Northeast Organic Wheat conducted a four-year participatory research and education program to increase the genetic diversity and productivity of wheat in northeast organic systems, through on-farm breeding/selection of landraces, farmer workshops, and local market partnerships. Our goal is to increase the sustainability, climate resilience and profit from improved wheat varieties better adapted to Northeast organic conditions for end-use in artisan products.
A working group of organic farmers, wheat breeders, extension, millers and bakers identified overall goals and methods to trial promising world-wide landraces. Farmers conducted on-farm trials and selected the superior wheat populations for traits contributing to yield, disease resistance and quality in organic systems. Criteria included: height for weed competition, yield as measured by grain weight per plant, health as an indicator of resistance to local diseases and resilience to weather extremes. Flour was evaluated for nutritional value, loaf volume and flavor.
As a result of four annual conferences and training events reaching over 350 participants, educational materials, technical assistance and dissemination of the improved landraces by provided by this project, over 112 farmers received seed samples, at least 24 growers conducted on-farm trials, and 75 gardeners trialed and selected the landraces on their organic fields. Farmers received technical assistance in organic wheat management for at least 1500 acres in organic wheat rotation. This has resulted in at least 24 farmers triaing one or more of the 8 improved landrace populations and at least 75 gardeners multiplying and selecting landraces. Over a three year period our improved winter wheat landraces equaled, and some surpassed, the yield of the modern cultivars in organic field trials.
We disseminated our methodologies, improved landrace genepools and results to researchers, cooperative extension, organic farmers, and helped foster regional market linkages with millers and bakers. Our program stimulated regional interest in landrace wheat, emmer and einkorn. Producers gained access to new markets, including the New York City Green Market, artisan bakeries such as Trukenbrod, VT, Wheatberry, MA and Wild Hive, NY, and fine restaurants such as Chez Nous, Lee, MA and the Gramercy Tavern, NYC. Improved organic, locally adapted varieties and our methods are now available to Northeast growers. Materials produced include an educational guidebooklet on ‘Grain Husbandry’, a scientific poster ‘Increasing Wheat Biodiversity, a paper on ‘Evolutionary Wheat Breeding’ and educational materials on how to cross wheat, ancient wheats and heritage wheats. These are available online for researchers, growers and extension throughout the Northeast. This project represents a community-based approach to strengthen our NE regional grain supply.

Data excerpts
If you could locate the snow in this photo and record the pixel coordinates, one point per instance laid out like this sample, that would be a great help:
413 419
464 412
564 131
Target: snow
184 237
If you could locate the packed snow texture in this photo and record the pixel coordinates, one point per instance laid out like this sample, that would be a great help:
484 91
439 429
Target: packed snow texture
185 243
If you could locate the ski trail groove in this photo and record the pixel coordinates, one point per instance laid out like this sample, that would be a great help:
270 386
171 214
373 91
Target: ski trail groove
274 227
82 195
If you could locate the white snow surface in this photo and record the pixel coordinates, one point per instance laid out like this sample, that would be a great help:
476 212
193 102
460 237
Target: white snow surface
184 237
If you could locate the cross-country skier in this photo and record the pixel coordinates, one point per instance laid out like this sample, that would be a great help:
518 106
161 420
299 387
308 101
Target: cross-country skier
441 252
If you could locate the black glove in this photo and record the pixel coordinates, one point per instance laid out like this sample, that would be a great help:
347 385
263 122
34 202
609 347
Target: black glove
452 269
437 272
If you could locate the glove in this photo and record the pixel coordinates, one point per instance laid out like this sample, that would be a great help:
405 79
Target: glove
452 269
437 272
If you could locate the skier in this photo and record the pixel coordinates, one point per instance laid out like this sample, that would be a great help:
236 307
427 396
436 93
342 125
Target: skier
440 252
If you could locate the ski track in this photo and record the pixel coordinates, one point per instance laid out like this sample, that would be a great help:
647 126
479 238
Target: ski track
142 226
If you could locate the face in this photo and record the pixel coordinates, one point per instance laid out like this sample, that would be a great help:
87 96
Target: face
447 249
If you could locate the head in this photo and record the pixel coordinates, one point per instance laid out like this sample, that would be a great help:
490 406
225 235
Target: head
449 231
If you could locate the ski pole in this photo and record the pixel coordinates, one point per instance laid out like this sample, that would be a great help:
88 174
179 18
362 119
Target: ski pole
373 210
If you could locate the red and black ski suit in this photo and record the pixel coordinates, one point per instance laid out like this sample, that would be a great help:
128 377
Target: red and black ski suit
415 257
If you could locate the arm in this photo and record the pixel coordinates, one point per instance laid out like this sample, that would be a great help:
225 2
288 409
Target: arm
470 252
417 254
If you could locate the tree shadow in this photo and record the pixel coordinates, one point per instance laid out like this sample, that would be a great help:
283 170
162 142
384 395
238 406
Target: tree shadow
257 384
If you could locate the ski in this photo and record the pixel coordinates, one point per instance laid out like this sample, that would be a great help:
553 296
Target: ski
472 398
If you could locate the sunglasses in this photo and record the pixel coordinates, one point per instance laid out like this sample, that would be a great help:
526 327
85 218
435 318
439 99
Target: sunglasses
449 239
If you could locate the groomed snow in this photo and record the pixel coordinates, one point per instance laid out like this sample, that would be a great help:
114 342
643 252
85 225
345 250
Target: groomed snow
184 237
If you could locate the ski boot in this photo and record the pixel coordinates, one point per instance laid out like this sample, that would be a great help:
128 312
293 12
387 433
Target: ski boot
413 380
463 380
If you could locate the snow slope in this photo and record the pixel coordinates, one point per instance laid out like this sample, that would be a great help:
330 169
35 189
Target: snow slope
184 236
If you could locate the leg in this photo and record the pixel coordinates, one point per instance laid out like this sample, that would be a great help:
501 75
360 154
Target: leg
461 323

---

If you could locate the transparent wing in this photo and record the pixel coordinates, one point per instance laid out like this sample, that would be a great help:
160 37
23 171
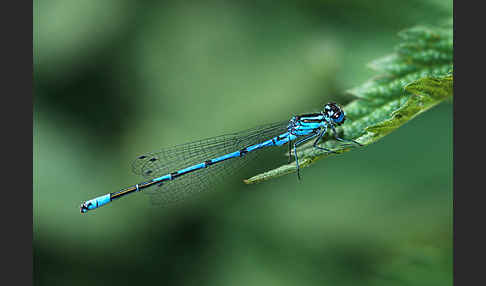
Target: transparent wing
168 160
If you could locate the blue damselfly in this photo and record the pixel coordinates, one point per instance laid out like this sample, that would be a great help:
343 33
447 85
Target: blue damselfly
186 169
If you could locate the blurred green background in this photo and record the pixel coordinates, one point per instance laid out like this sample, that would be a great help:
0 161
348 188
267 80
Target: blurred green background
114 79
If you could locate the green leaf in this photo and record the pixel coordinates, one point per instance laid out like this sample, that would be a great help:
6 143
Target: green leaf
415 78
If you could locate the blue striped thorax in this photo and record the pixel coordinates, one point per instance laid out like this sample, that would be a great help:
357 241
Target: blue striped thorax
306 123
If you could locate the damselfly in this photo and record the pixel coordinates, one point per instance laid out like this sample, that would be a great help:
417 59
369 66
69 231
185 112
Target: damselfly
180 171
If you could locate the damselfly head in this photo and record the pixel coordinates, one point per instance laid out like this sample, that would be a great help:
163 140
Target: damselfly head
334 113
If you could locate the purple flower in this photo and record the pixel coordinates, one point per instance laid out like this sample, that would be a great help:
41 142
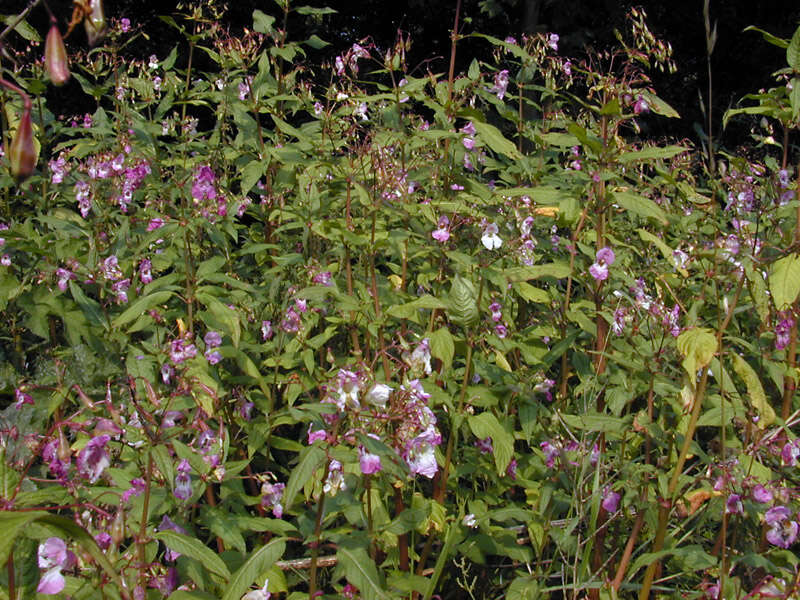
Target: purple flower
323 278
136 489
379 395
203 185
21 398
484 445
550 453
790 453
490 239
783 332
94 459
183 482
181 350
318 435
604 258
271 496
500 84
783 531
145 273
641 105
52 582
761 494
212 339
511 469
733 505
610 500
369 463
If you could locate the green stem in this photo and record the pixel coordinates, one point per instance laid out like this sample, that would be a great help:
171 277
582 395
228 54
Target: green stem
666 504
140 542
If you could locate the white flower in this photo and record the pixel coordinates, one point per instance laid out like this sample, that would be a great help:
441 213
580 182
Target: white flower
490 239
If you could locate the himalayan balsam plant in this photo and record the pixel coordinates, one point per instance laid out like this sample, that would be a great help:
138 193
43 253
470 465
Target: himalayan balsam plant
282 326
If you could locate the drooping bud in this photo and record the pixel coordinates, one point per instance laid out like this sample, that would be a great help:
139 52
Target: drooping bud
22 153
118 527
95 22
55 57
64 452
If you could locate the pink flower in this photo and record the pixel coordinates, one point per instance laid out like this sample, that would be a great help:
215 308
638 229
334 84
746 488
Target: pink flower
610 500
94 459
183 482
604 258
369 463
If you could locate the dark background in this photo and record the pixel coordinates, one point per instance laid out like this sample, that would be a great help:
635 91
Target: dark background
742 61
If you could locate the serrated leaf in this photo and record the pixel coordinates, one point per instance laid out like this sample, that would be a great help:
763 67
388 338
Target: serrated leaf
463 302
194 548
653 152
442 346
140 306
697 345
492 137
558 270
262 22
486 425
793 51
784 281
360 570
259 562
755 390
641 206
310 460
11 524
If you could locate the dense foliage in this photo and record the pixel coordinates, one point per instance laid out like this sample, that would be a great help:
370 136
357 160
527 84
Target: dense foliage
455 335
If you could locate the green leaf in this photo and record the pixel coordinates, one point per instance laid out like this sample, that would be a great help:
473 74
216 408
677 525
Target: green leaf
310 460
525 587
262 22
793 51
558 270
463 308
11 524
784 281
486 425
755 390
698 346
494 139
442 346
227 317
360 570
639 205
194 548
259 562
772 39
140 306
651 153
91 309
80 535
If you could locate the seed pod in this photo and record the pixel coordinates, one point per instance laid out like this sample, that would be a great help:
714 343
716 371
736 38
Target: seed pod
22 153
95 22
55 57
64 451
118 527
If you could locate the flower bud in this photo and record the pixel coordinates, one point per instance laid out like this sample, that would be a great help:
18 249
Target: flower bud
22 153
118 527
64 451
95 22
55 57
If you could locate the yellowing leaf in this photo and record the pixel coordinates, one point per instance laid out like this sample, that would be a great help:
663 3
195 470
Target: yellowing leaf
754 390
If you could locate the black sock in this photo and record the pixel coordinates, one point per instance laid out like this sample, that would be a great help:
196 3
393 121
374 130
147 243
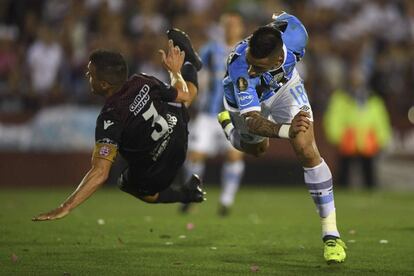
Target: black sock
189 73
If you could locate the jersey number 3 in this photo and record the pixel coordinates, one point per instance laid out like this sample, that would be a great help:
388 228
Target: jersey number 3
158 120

---

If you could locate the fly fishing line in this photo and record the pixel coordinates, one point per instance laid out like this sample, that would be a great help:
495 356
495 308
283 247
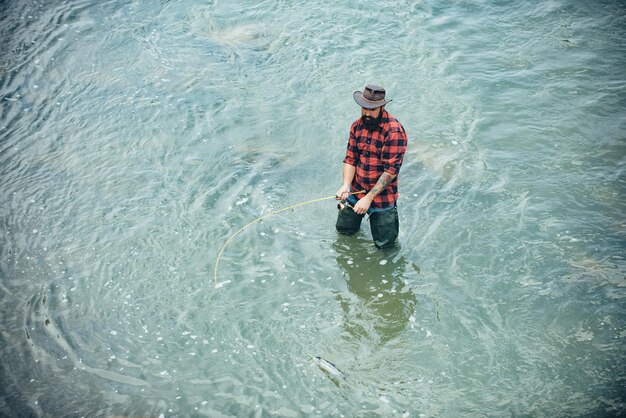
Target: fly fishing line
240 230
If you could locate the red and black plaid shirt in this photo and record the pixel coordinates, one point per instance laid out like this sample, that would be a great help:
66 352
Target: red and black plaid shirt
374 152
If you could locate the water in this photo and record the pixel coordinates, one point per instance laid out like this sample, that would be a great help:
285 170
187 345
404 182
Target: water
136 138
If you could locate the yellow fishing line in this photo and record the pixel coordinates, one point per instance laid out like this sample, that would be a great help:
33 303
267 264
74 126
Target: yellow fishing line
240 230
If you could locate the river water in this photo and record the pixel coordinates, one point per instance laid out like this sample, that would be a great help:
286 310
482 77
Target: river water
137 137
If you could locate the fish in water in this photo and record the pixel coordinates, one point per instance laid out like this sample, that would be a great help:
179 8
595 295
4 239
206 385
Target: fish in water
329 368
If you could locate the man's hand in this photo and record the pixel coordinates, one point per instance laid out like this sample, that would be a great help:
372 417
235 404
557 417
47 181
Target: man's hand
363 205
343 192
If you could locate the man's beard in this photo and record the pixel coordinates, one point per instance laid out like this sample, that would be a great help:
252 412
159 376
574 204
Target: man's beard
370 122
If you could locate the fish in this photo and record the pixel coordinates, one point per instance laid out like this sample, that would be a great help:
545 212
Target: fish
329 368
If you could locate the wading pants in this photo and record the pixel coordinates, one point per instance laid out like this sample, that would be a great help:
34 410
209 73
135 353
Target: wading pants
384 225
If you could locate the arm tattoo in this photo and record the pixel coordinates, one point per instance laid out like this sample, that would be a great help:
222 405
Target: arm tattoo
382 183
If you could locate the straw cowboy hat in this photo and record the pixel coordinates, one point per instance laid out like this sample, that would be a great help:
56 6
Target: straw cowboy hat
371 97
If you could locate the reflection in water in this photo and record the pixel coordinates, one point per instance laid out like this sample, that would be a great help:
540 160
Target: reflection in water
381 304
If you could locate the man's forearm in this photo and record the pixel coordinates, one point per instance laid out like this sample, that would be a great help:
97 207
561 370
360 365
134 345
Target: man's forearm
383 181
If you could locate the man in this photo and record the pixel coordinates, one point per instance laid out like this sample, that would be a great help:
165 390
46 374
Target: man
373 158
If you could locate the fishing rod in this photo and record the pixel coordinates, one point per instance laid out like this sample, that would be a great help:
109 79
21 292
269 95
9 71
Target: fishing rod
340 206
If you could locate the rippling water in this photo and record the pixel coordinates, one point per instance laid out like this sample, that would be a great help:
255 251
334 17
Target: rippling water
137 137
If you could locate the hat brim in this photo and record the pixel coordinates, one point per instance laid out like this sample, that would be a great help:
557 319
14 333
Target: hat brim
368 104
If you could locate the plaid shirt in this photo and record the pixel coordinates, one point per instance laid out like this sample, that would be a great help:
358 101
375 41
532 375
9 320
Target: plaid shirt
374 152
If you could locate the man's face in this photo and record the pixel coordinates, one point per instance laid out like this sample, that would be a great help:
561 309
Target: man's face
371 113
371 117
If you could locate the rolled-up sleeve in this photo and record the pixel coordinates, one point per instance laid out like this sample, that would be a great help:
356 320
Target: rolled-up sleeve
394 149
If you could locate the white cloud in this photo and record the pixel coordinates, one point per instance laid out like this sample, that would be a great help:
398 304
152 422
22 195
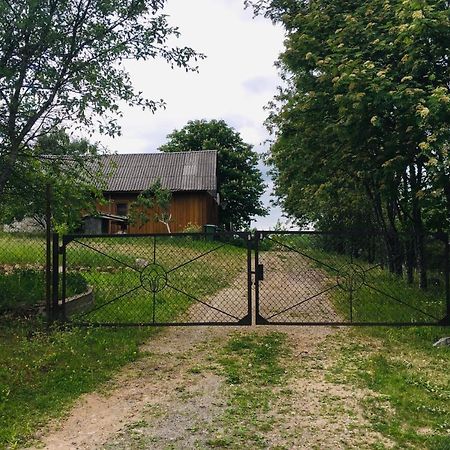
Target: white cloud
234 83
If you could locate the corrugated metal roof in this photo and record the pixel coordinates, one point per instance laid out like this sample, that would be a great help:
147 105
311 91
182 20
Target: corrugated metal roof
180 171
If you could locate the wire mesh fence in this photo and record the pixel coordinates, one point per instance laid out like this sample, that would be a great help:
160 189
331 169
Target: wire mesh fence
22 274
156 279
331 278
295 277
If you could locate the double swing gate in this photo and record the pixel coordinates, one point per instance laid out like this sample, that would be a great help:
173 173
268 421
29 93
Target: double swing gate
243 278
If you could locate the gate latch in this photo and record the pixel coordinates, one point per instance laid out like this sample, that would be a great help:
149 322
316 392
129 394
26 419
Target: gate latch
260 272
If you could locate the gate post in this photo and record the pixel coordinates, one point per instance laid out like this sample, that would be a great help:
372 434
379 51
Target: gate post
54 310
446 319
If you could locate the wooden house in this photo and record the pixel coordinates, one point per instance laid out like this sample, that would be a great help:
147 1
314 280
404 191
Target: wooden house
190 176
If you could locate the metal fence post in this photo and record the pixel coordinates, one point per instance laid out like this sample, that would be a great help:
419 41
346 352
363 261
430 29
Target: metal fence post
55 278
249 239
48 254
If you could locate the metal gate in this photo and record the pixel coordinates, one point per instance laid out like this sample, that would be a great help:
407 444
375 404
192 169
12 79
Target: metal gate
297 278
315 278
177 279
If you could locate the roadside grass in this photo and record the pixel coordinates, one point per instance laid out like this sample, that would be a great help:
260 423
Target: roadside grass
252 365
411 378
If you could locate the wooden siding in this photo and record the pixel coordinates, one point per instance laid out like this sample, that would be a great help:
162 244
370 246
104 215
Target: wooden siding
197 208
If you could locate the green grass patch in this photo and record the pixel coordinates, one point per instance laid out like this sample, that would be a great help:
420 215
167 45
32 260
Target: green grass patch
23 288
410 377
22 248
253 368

### Exercises to complete
1. In the Northeast Organic Wheat text, condense the paragraph beginning "A working group of organic farmers" into a bulleted list that keeps its main facts.
2. For each statement, say whether the Northeast Organic Wheat text supports it, answering yes or no and quoting the deciding words: (a) The conferences and training events reached more than 350 participants. (b) The improved winter wheat landraces yielded less than the modern cultivars in organic field trials. (c) The program ran for four years.
3. From the Northeast Organic Wheat text, copy the stretch from "A working group" through "volume and flavor.".

### Solved tasks
1.
- Organic farmers, wheat breeders, extension, millers and bakers formed a working group that set goals and methods for trialing promising landraces from around the world.
- Farmers ran on-farm trials and selected the best wheat populations for yield, disease resistance and quality in organic systems.
- Selection criteria were height (for weed competition), yield (grain weight per plant), and health (resistance to local diseases and resilience to weather extremes).
- Flour was evaluated for nutritional value, loaf volume and flavor.

2.
(a) Yes: "four annual conferences and training events reaching over 350 participants"
(b) No: "our improved winter wheat landraces equaled, and some surpassed, the yield of the modern cultivars in organic field trials"
(c) Yes: "a four-year participatory research and education program"

3.
A working group of organic farmers, wheat breeders, extension, millers and bakers identified overall goals and methods to trial promising world-wide landraces. Farmers conducted on-farm trials and selected the superior wheat populations for traits contributing to yield, disease resistance and quality in organic systems. Criteria included: height for weed competition, yield as measured by grain weight per plant, health as an indicator of resistance to local diseases and resilience to weather extremes. Flour was evaluated for nutritional value, loaf volume and flavor.